**Given instruction**
Please turn the data below into a numbered list, one line per item, with blank lines dropped. Leave the pictures out of the list.

**Exercise materials**
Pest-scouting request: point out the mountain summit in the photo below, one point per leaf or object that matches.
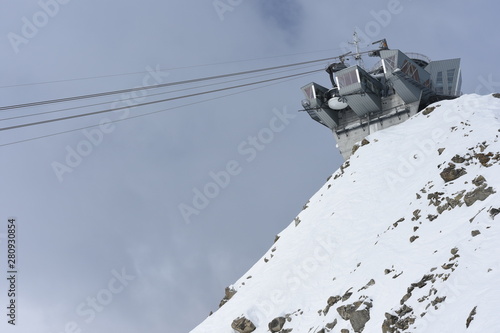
(404, 237)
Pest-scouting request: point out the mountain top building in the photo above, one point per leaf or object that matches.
(363, 101)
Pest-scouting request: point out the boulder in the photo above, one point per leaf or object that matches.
(243, 325)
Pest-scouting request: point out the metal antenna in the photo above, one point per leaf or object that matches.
(357, 56)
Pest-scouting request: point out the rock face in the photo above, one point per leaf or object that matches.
(451, 173)
(420, 220)
(228, 294)
(243, 325)
(277, 324)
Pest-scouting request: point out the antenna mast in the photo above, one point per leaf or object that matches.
(357, 56)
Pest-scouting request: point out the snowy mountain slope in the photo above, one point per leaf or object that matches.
(404, 237)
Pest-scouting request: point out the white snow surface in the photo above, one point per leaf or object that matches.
(348, 235)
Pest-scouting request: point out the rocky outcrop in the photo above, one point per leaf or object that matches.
(243, 325)
(277, 324)
(451, 173)
(229, 293)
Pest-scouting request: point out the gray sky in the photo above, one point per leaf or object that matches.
(115, 211)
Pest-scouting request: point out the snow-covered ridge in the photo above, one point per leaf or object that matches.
(404, 237)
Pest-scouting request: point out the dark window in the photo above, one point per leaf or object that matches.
(411, 70)
(439, 83)
(390, 63)
(347, 79)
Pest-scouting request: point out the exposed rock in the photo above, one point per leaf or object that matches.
(479, 180)
(243, 325)
(355, 148)
(368, 285)
(405, 298)
(431, 217)
(484, 158)
(359, 319)
(458, 159)
(435, 198)
(450, 173)
(494, 212)
(332, 300)
(346, 296)
(472, 313)
(277, 324)
(448, 266)
(345, 311)
(480, 193)
(423, 282)
(428, 110)
(229, 293)
(405, 309)
(389, 323)
(331, 325)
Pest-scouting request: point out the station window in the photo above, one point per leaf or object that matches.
(450, 75)
(439, 83)
(347, 79)
(411, 70)
(390, 63)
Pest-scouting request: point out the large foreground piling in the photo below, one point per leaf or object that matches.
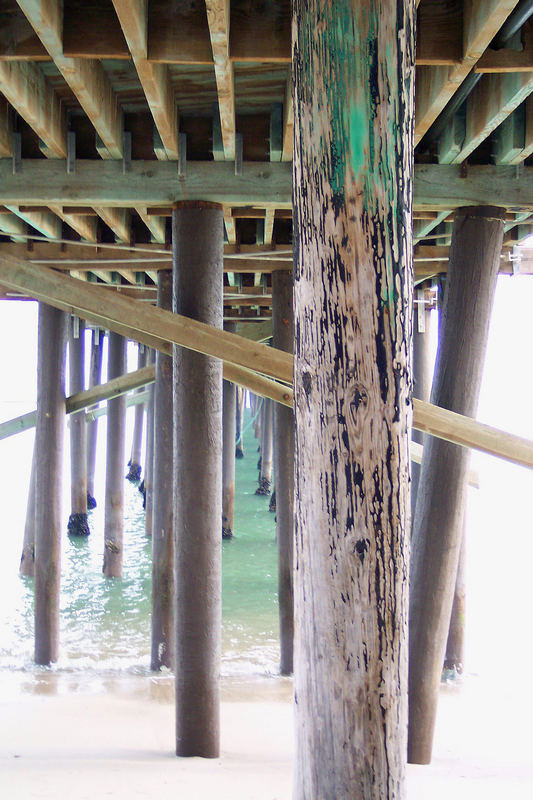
(163, 500)
(472, 273)
(114, 489)
(265, 470)
(49, 439)
(77, 521)
(353, 69)
(229, 399)
(283, 339)
(95, 378)
(197, 240)
(135, 469)
(27, 559)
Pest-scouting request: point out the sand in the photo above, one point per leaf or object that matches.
(113, 739)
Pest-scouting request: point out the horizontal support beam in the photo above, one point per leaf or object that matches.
(154, 326)
(469, 432)
(439, 186)
(148, 183)
(242, 358)
(76, 402)
(267, 184)
(417, 451)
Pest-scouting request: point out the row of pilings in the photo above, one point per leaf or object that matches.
(188, 479)
(199, 490)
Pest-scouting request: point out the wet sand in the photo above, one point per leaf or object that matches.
(115, 739)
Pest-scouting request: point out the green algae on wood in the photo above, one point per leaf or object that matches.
(353, 107)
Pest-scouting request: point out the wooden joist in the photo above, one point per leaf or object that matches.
(154, 78)
(28, 91)
(492, 100)
(6, 130)
(218, 18)
(156, 225)
(86, 77)
(436, 85)
(44, 221)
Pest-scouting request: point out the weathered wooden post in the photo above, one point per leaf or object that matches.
(265, 473)
(27, 559)
(49, 437)
(148, 482)
(257, 414)
(283, 339)
(114, 489)
(197, 240)
(228, 450)
(239, 421)
(353, 68)
(455, 643)
(163, 648)
(95, 378)
(422, 375)
(78, 524)
(134, 464)
(472, 273)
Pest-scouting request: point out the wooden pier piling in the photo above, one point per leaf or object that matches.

**Exercise response**
1. Pest-scouting request: point out the mountain summit in the photo below, one point per leaf or object that matches.
2. (404, 237)
3. Pest-scouting request: point out the mountain top building in the photo above, one point per leaf or object that matches.
4. (363, 101)
5. Pest-scouting request: point out the boulder in the photo above, one point per leaf or object that matches.
6. (243, 325)
7. Pest-scouting request: point out the metal antenna in the photo above, one point per leaf or object that matches.
8. (357, 56)
9. Pest-scouting request: point out the rock face in the photo above, one point per leaf or object that matches.
10. (451, 173)
11. (420, 220)
12. (228, 294)
13. (243, 325)
14. (277, 324)
15. Pest-scouting request: point out the antenna mast in the photo above, one point per leaf or object that matches.
16. (357, 56)
17. Pest-scouting request: point out the snowy mountain slope in the photo above, one point per leaf or object that matches.
18. (404, 237)
19. Pest-scouting request: point out the white snow surface in the photo above, one point per leaf or object that matches.
20. (348, 235)
21. Pest-scouting request: point out the rocky outcrop in the photo above, one point per leaf or object that matches.
22. (243, 325)
23. (277, 324)
24. (451, 173)
25. (229, 293)
26. Pest-scouting request: point out the gray sky in the photo above, one point per leaf or object that matches.
27. (115, 211)
28. Pest-scouting request: point out the snow-covered ridge in the photo above, one point per leaf or object that matches.
29. (404, 237)
30. Pest-scouting request: point out the dark window in the photo above, one point per leaf or object that matches.
31. (411, 70)
32. (439, 83)
33. (390, 63)
34. (347, 79)
35. Pest-scouting request: point out the exposed rock in the photo above, one point per leaf or object that matches.
36. (479, 180)
37. (243, 325)
38. (355, 148)
39. (368, 285)
40. (405, 298)
41. (431, 217)
42. (484, 158)
43. (359, 319)
44. (458, 159)
45. (435, 198)
46. (450, 173)
47. (494, 212)
48. (332, 300)
49. (346, 296)
50. (472, 313)
51. (277, 324)
52. (448, 266)
53. (345, 311)
54. (480, 193)
55. (423, 282)
56. (428, 110)
57. (229, 293)
58. (405, 309)
59. (389, 323)
60. (331, 325)
61. Pest-scouting request: point out the station window in the photo above, one point per leaf or object that matches.
62. (450, 75)
63. (439, 83)
64. (347, 79)
65. (411, 70)
66. (390, 63)
67. Pest-scouting request: point out the large foreground piling in the photo below, one point per leaf or object that matches.
68. (163, 500)
69. (472, 273)
70. (114, 489)
71. (265, 470)
72. (49, 439)
73. (77, 521)
74. (353, 69)
75. (229, 399)
76. (283, 339)
77. (95, 378)
78. (197, 240)
79. (135, 469)
80. (27, 559)
81. Pest-scouting request: point out the sand in the photo above, one point per leaf or object that matches.
82. (113, 739)
83. Pest-scouting request: point out the horizontal support beam in the photo above, one point per leaf or object that matches.
84. (154, 326)
85. (469, 432)
86. (439, 186)
87. (148, 183)
88. (242, 358)
89. (76, 402)
90. (267, 184)
91. (417, 451)
92. Pest-scouting request: point out the row of pilings in the photo above, one point per leaf or object that matches.
93. (188, 479)
94. (199, 490)
95. Pest-scouting request: point out the wet sand in the photo above, one point per leaf or object that matches.
96. (115, 739)
97. Pest-scouting request: point out the green algae on wood in the photo above, one point per leaf or object that matches.
98. (353, 107)
99. Pest-scouting request: point out the wooden joist in the photo above, one point per leaf or object that matches.
100. (154, 78)
101. (28, 91)
102. (492, 100)
103. (6, 130)
104. (218, 18)
105. (156, 225)
106. (86, 77)
107. (436, 85)
108. (44, 221)
109. Pest-scouting request: point out the weathered wooden post in the photo above, one point per leaf or object that matches.
110. (265, 473)
111. (27, 559)
112. (49, 437)
113. (148, 482)
114. (257, 414)
115. (283, 339)
116. (114, 489)
117. (197, 240)
118. (228, 450)
119. (239, 421)
120. (353, 68)
121. (455, 643)
122. (163, 648)
123. (95, 378)
124. (422, 375)
125. (78, 524)
126. (134, 464)
127. (472, 273)
128. Pest-scouting request: point out the wooden pier piling in the photo above, one point per leaf or object that matches.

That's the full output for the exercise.